Extracted information »

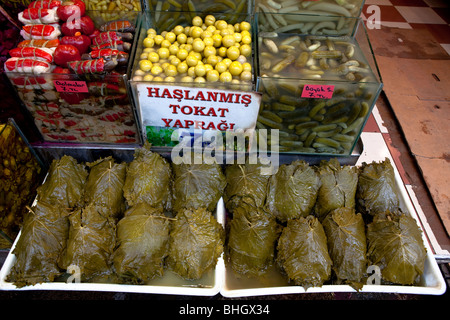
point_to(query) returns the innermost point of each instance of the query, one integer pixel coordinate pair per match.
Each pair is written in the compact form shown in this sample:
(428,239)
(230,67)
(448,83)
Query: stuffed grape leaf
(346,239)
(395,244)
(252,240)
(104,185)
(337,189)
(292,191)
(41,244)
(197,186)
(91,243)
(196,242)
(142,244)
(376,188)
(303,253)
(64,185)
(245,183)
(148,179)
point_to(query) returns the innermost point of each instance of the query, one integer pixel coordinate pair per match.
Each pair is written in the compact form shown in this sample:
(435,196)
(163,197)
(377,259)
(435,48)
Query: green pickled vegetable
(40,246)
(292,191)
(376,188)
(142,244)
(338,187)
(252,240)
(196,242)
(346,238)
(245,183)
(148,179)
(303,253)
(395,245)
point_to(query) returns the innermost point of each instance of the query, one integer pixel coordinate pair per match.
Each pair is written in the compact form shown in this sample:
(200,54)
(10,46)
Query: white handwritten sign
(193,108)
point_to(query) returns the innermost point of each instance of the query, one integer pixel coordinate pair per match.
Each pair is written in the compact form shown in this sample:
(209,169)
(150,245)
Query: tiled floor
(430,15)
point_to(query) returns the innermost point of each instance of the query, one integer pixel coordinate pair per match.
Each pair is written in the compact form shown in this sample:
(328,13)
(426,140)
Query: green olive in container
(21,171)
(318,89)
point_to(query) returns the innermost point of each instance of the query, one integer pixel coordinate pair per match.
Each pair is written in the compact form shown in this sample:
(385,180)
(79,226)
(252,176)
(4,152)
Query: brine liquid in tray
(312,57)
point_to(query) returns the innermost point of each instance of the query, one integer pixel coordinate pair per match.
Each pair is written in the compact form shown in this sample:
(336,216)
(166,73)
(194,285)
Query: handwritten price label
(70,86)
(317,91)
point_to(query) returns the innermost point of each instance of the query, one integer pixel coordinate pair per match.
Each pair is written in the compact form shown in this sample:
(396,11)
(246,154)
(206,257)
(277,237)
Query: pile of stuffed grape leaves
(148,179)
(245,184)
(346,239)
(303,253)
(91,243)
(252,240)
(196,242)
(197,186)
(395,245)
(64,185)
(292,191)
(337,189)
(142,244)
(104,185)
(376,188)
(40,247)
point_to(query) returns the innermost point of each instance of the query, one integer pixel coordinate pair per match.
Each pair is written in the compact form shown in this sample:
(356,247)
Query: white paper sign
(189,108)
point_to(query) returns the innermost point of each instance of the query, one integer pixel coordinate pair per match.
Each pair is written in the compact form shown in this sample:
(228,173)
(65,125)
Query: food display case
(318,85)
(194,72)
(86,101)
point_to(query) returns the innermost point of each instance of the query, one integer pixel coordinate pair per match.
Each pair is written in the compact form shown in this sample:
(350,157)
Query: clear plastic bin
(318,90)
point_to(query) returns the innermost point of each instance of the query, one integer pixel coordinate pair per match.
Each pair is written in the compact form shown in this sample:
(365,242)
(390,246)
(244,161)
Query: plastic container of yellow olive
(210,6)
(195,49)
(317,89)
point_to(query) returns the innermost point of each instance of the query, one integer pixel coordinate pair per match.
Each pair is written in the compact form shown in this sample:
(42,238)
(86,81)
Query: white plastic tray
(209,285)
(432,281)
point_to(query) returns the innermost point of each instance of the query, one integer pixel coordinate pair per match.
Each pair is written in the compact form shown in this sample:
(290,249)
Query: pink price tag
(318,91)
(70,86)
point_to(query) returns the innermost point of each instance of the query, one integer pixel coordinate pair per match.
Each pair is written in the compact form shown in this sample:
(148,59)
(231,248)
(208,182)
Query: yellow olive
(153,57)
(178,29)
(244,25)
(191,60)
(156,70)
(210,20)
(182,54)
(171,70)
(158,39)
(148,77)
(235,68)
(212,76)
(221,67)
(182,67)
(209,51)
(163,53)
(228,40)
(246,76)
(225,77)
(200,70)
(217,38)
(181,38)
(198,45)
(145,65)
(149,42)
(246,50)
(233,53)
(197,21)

--

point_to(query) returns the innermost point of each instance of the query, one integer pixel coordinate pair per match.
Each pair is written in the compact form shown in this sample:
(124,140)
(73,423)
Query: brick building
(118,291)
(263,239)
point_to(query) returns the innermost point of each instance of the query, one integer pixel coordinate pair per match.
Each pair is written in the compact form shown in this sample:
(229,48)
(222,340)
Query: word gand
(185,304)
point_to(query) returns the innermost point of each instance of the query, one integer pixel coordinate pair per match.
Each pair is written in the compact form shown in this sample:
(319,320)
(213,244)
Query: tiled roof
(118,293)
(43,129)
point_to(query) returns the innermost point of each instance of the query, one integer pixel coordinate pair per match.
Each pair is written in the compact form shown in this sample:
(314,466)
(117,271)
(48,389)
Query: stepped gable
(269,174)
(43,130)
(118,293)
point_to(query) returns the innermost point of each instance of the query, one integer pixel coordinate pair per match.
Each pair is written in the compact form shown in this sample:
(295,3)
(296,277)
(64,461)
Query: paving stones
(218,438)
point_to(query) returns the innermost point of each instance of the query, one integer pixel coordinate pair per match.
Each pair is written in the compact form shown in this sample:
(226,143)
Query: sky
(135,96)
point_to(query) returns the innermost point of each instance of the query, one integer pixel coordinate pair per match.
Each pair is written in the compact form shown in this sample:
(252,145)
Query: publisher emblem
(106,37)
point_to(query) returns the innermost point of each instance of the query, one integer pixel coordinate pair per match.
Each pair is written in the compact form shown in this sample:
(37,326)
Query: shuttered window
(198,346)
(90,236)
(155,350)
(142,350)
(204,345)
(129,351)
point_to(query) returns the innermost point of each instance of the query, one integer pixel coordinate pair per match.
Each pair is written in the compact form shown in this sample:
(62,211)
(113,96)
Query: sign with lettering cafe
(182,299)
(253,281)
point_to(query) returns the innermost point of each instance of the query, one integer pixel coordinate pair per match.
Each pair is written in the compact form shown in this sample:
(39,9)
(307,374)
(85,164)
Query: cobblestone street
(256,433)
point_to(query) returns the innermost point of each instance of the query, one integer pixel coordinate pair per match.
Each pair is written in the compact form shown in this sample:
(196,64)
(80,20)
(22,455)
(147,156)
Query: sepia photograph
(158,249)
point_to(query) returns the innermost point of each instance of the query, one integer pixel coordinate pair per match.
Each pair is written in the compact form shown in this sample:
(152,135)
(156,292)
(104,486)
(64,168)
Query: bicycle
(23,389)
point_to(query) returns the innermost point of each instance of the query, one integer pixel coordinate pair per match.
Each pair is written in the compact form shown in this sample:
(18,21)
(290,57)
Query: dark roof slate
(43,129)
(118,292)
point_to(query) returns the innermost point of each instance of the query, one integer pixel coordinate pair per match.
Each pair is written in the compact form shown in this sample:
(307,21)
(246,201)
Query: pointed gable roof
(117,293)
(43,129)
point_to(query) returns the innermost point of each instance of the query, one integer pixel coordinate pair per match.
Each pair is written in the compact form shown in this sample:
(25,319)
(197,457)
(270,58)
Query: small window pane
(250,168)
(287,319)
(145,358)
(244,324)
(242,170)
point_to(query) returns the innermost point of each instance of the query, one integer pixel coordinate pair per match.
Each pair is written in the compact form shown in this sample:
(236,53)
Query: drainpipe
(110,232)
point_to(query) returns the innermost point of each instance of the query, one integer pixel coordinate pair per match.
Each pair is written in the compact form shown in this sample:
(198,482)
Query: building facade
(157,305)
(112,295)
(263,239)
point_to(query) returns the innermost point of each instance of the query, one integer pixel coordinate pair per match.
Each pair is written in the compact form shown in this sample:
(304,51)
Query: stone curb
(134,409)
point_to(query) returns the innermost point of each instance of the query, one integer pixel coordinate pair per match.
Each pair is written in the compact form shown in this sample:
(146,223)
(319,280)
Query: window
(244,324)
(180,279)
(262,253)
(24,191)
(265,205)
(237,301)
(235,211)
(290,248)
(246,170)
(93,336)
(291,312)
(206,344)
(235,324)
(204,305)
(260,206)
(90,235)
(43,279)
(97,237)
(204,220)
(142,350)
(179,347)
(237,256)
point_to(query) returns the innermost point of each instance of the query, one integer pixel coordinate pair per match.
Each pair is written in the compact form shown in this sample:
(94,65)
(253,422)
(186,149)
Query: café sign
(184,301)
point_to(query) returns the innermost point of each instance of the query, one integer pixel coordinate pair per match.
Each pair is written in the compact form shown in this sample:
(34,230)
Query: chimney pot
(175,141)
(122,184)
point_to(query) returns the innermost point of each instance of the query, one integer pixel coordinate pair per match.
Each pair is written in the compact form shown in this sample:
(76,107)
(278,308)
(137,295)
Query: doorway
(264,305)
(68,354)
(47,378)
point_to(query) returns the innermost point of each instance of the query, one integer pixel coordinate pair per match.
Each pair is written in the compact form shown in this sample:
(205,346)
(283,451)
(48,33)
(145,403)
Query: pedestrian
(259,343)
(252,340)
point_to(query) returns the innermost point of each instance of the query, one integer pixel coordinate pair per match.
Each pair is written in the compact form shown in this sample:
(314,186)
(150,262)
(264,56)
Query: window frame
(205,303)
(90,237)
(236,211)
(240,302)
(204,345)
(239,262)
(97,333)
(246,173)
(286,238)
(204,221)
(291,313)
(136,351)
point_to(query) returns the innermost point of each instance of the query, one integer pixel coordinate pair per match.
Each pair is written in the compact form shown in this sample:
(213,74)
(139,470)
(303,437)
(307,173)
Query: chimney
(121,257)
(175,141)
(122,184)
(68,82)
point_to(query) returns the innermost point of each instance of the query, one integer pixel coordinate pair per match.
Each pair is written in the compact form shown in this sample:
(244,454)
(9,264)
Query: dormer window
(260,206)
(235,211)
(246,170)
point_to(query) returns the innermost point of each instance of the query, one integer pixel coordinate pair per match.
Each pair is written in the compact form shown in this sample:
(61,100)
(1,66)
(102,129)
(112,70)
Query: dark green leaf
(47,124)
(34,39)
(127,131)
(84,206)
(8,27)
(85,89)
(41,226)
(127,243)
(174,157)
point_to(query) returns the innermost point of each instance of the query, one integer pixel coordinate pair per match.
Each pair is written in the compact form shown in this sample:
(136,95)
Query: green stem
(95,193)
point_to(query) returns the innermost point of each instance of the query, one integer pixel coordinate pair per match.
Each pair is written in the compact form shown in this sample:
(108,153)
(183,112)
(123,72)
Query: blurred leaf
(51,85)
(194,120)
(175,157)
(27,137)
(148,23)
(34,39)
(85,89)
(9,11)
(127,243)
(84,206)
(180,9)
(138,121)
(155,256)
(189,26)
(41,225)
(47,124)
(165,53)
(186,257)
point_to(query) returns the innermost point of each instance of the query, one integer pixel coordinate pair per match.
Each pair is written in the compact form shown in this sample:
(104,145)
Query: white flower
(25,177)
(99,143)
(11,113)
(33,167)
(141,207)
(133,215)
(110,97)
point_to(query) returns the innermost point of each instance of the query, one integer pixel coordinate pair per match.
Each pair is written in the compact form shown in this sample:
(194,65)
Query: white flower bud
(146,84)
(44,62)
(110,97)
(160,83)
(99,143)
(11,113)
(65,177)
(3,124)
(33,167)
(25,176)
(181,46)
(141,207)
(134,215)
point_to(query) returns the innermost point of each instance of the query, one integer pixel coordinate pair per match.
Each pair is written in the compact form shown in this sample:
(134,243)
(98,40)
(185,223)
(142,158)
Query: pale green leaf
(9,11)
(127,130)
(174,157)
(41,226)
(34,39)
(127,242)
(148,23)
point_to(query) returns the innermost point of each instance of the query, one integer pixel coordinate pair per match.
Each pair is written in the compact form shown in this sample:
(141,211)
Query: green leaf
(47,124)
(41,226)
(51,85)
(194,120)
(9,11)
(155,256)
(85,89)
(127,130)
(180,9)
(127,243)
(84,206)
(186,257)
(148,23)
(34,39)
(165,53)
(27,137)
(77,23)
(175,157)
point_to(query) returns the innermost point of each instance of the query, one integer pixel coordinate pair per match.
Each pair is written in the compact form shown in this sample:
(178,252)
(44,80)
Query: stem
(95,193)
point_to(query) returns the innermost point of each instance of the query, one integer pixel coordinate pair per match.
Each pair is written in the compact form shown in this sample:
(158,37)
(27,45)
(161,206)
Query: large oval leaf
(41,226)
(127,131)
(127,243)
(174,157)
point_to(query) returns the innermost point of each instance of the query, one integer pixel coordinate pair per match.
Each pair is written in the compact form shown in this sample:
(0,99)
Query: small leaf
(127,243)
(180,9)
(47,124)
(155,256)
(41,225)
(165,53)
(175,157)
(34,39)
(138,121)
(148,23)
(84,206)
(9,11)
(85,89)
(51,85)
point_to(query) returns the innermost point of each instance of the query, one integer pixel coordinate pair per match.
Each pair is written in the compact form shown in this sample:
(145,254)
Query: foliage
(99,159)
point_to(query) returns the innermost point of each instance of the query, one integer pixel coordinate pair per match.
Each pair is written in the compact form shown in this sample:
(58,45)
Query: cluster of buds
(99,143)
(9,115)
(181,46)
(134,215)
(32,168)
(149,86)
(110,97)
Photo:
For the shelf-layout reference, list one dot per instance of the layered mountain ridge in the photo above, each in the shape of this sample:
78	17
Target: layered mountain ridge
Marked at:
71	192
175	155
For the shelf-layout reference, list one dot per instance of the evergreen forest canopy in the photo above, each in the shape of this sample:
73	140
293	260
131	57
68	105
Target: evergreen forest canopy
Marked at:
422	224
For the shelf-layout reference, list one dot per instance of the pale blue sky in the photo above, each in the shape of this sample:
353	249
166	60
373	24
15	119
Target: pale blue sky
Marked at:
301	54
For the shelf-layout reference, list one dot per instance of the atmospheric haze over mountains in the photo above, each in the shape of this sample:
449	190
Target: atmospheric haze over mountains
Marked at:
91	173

* * *

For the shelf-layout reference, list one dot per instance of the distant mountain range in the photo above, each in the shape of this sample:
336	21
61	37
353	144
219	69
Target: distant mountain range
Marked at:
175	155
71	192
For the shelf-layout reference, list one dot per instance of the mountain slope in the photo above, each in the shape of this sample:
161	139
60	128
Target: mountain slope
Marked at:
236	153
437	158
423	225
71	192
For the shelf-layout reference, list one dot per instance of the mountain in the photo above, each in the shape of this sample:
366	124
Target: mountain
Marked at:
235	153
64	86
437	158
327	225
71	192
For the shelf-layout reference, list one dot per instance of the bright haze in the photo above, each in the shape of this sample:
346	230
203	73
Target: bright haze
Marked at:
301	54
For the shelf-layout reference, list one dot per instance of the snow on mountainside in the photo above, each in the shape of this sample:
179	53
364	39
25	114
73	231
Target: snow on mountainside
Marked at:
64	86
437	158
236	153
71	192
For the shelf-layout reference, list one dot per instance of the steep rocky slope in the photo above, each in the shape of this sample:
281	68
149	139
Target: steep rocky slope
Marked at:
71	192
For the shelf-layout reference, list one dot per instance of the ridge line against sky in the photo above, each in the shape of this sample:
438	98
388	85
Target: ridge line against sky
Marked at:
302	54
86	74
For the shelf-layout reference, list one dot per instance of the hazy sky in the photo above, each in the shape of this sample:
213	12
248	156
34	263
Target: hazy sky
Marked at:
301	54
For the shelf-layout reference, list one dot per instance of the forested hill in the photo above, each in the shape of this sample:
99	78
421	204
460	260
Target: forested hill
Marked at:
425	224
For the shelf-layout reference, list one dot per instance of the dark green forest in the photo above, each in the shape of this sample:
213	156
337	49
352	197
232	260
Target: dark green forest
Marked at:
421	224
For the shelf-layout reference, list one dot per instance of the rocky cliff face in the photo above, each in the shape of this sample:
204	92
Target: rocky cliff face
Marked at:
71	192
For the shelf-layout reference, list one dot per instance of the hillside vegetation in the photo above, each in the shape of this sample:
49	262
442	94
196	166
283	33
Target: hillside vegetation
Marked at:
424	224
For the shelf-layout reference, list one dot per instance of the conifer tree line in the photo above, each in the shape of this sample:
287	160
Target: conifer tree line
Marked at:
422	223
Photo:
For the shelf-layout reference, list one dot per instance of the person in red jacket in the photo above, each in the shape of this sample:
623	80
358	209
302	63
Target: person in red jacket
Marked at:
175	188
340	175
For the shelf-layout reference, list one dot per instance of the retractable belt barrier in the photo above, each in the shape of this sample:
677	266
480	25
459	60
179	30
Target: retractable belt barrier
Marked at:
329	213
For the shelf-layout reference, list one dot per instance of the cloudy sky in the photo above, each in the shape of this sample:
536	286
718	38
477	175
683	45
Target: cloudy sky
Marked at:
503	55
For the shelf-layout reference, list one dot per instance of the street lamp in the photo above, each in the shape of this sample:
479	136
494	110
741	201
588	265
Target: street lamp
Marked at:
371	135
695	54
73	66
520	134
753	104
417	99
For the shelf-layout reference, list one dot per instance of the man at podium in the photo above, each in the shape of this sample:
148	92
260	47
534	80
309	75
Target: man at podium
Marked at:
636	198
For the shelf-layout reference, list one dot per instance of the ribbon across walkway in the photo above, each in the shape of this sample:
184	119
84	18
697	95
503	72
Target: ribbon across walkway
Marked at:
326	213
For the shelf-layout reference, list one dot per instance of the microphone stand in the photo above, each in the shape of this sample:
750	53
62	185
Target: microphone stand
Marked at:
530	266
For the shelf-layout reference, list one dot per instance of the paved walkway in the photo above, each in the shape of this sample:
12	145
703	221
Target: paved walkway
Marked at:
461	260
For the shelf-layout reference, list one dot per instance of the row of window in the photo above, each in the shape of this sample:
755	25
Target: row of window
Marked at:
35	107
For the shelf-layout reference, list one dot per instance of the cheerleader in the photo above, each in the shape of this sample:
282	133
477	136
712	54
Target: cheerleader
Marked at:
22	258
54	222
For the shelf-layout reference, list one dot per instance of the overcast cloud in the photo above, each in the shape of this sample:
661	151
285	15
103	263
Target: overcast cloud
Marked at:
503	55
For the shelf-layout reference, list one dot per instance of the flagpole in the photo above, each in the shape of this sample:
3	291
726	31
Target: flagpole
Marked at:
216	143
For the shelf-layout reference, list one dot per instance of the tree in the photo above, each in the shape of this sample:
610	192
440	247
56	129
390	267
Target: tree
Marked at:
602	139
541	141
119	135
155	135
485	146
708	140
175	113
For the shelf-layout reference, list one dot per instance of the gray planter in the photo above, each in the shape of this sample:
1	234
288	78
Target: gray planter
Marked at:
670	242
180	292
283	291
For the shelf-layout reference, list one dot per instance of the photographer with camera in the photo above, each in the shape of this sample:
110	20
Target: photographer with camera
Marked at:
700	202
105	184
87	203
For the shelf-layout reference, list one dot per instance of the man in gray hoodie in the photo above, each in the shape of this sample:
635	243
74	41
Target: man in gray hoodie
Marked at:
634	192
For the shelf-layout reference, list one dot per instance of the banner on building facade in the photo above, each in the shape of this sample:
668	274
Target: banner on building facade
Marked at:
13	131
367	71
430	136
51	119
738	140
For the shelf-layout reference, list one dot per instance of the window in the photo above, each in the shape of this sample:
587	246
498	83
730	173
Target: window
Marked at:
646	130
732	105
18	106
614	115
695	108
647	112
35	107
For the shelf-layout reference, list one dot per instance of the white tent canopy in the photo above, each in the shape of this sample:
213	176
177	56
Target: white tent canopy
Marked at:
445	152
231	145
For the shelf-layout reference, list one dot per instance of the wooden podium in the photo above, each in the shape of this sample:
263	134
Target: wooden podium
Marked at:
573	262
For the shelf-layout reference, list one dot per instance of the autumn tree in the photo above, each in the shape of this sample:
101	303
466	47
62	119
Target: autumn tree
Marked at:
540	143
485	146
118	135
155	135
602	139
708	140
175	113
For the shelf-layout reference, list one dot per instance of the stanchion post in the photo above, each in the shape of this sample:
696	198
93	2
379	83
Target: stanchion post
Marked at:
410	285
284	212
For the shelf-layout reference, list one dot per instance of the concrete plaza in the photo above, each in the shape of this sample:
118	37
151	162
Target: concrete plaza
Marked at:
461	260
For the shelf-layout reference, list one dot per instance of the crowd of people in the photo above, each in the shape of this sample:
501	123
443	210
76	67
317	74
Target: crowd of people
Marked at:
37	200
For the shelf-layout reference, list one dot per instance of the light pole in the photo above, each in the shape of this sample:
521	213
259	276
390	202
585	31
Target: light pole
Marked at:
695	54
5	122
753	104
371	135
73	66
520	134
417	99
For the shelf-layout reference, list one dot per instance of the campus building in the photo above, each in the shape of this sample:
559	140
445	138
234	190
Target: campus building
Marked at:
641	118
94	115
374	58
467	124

Goal » Show every line of the data above that contains the word "window".

Exercise result »
Query: shuttered window
Query: small window pane
Query: window
Query: window frame
Query: dormer window
For the shelf-layout reference, list one dot per instance of the row of window in the photo above, each in the shape of this sample:
Target: row of window
For the shelf-layout reference, list one dot per instance of the window in the photo above, each in the shape of this sample:
Target: window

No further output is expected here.